Copy each line of the listing below exactly.

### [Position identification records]
━━━━━━

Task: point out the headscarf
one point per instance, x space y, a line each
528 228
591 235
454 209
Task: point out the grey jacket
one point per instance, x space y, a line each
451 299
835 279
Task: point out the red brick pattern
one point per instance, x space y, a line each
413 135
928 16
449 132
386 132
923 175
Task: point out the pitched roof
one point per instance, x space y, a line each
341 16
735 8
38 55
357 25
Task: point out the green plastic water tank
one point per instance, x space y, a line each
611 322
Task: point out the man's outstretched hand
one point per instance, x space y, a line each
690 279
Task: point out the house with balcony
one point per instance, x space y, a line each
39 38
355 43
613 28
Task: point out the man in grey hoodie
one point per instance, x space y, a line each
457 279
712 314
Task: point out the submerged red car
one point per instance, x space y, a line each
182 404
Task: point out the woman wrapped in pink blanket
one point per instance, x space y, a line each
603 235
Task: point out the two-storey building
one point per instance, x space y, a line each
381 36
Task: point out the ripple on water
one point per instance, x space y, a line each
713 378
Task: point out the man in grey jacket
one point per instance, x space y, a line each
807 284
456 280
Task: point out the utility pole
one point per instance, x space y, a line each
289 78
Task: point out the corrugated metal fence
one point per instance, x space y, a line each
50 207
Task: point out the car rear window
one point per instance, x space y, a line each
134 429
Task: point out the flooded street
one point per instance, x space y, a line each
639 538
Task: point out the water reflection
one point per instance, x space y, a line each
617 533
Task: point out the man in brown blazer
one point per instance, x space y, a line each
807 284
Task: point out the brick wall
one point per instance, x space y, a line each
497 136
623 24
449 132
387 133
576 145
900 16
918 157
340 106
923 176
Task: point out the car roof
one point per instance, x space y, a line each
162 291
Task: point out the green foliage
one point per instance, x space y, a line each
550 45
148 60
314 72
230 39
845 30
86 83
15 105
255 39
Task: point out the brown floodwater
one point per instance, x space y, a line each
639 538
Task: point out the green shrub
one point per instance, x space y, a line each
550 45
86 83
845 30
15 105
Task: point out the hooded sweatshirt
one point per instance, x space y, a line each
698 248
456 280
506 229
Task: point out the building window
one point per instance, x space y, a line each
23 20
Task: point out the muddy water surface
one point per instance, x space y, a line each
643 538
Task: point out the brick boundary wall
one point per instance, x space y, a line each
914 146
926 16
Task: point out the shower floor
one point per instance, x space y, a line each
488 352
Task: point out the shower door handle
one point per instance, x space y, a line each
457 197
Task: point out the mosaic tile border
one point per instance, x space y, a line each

━━━━━━

### [RESULT OF THE TASK]
Task: point out the headscarf
one point per instance, x space y, a line each
528 228
591 235
454 209
Task: point out the grey jacket
one point per instance, x space y, a line each
451 299
835 279
Task: point out the red brick pattern
one point per instance, x space y, a line each
413 135
928 16
449 132
386 132
923 175
Task: point out the pitched roof
one point per instance, x space y, a line each
341 16
735 8
38 55
357 25
Task: point out the green plastic water tank
one point per instance, x space y, a line each
611 322
Task: point out the man's outstretched hand
one point per instance, x space y, a line each
690 279
Task: point out the house with balcony
one point per instance, x space y, a line each
39 38
355 43
613 28
Task: point out the man in grey hoodie
one point per instance, x space y, a line each
457 279
712 314
Task: point out the submerged red car
one point per instance, x space y, a line each
182 404
Task: point out the woman wrapped in pink blanket
one point per instance, x space y, a line each
603 235
Task: point out the two-storey building
one point per instance, x space y, a line each
381 36
Task: point out the ripple on water
one point per instance, x space y, a line each
713 378
Task: point out the man in grey jacket
one point per instance, x space y, a line each
807 284
456 280
Task: point out the utility pole
one point per instance, x space y, a line each
289 78
Task: point out the corrugated metal fence
one point per instance, x space y, a line each
50 207
Task: point out the car rear window
one point per instance, x space y, a line each
134 429
Task: point out the flooded street
one point per instance, x space y, a line each
639 538
Task: point out the water reflection
one point per instance, x space y, a line each
617 533
Task: point out the man in brown blazer
one point per instance, x space y, a line each
807 284
Task: point out the brick wall
one point per instance, x space y, a line each
497 136
623 24
449 132
387 133
576 145
900 16
918 157
340 106
923 176
Task: point out the car roof
one point per instance, x space y, a line each
162 291
Task: point out the green foliage
one point per instance, x space y, a line each
550 45
148 60
314 72
230 39
845 30
86 83
15 105
255 39
Task: point out the brown floodwater
one point per instance, x space y, a line each
639 538
Task: point out the green shrub
one point per instance, x space y, a line each
550 45
86 83
845 30
15 105
Task: point out the hooded sweatshirt
one point per instance, x space y, a line each
698 248
456 280
506 229
Task: point out the building window
one point per instance, x space y, a line each
23 20
Task: point out the muddy water surface
one point per instance, x space y, a line each
643 538
Task: point out the brick boundary wall
one point per instance, x space y, a line each
914 146
926 16
Task: point out the shower floor
one point per instance, x space y, a line each
488 352
Task: point out the shower door handle
one point per instance, x space y, a line each
457 197
Task: point out the mosaic tile border
one point per instance, x space y, a line each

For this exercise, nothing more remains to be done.